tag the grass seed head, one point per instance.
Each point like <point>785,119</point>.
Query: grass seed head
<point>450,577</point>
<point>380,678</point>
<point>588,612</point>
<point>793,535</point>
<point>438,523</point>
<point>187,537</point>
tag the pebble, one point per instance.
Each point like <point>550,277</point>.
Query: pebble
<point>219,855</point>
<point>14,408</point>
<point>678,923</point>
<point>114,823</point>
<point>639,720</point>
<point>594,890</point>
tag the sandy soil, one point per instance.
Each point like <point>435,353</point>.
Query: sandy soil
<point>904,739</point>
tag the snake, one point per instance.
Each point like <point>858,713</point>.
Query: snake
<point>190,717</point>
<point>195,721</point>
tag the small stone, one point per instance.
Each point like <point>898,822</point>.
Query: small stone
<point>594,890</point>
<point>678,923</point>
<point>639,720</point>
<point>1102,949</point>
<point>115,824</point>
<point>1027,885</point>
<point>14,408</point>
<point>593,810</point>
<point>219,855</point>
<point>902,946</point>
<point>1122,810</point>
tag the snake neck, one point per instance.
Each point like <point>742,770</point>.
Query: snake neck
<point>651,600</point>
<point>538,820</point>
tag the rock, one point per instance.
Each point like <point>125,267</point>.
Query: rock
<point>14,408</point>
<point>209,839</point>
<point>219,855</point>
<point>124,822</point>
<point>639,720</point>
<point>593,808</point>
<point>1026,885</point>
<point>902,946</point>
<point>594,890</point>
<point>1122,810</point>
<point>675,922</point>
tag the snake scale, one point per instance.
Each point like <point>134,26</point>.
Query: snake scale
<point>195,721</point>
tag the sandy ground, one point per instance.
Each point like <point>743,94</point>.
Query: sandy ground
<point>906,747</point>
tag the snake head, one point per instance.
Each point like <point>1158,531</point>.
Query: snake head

## What to do
Only the lines from the one with "Query: rock" through the end of the records above are to be copied, exactly as written.

## Output below
Query: rock
<point>14,408</point>
<point>209,839</point>
<point>219,855</point>
<point>124,822</point>
<point>639,720</point>
<point>593,808</point>
<point>1026,885</point>
<point>902,946</point>
<point>594,890</point>
<point>1122,810</point>
<point>675,922</point>
tag the snake scale, one point per instance.
Each point like <point>134,26</point>.
Query: snake scale
<point>195,721</point>
tag the sandy ground, one point per instance.
Each point like <point>743,94</point>.
Query: sandy ground
<point>906,747</point>
tag the snake head, one point per instance.
Each point like <point>1158,531</point>.
Query: snake head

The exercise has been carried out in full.